Reproduce everything in the voting-habits thread from "i'd argue that" down to "of our democracy.", word for word.

◆ **SOURCE PASSAGE**
"""
# [poll]US elections: Has your voting habit changed since 2016



## Taleweaver (Sep 22, 2020)

First of: if you want to blabber about WHY your opinion is right and everyone else is wrong: there's this huge thread for it.

Second: I'm only interested in YOUR reasoning for YOUR voting. Wanting to argue why something is or isn't ridiculous is outside the scope of this poll. Again: there's this huge thread for it.


That out of the way: the whole presidential debate seems to both ramp up in velocity as going nowhere. Ramping up in the sense that past elections were...erm...still sort of civil. Calling someone's plan impossible to execute was about as nasty as it got. This ramped up in 2016, when Donald Trump took digging up dirt to the next level, and openly wanted his political opponent locked up. It won him the election, even.

The least we can all agree on is that in the last four years, things have been controversial. Were it scandals or hoaxes, liars or whistleblowers, political enemies or friends...there was always _something _going on.


But how has all this affected us? There have certainly been MORE debates (even gbatemp has a political discussion forum now! ), but to what degree has it actually influenced anyone? Is it a vocal minority that defends Trump at all cost, or are there a whole bunch of backbenchers saying "yeah...you're telling it, brah!" whenever that happens. Are the democratic defenders voicing their own agenda or do they really want the best for the USA?

Hence this thread. Not so much in "who do you vote for?" but "is your vote changed since 2016"? And if so: why?

Thanks for sharing.


----------



## UltraSUPRA (Sep 24, 2020)

Well, I'm still too young to vote.


----------



## CallmeBerto (Sep 25, 2020)

My stance has changed. I wish we had a third party but we don't soooooooooooooooooooooo


----------



## omgcat (Sep 25, 2020)

i'd argue that there are no more fence sitters since 2012, or at least enough to actually matter. as we saw with 2016, the lack of enthusiasm, and assumption of victory lead to lower voter turnout. that lower voter turnout mattered more than undecided voters. while i begrudgingly voted for Hillary in 2016, i am fervently trying to turn out the vote since. in summary, logical debate is dead, sophistry is now king, and everyone needs to fight like hell if we don't want our democracy to implode. when the incumbent president has told more than 20,000 lies over his first 4 years, it means bad things for the health of political debates in the country, and is a big red flag pointing towards the death of our democracy.
"""
◆ **DATASET EXCERPTS**
"""
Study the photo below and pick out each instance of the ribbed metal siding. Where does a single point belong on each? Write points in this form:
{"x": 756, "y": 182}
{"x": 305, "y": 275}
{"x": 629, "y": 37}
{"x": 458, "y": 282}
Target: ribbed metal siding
"""
◆ **ANSWER TO THIS EXERCISE**
i'd argue that there are no more fence sitters since 2012, or at least enough to actually matter. as we saw with 2016, the lack of enthusiasm, and assumption of victory lead to lower voter turnout. that lower voter turnout mattered more than undecided voters. while i begrudgingly voted for Hillary in 2016, i am fervently trying to turn out the vote since. in summary, logical debate is dead, sophistry is now king, and everyone needs to fight like hell if we don't want our democracy to implode. when the incumbent president has told more than 20,000 lies over his first 4 years, it means bad things for the health of political debates in the country, and is a big red flag pointing towards the death of our democracy.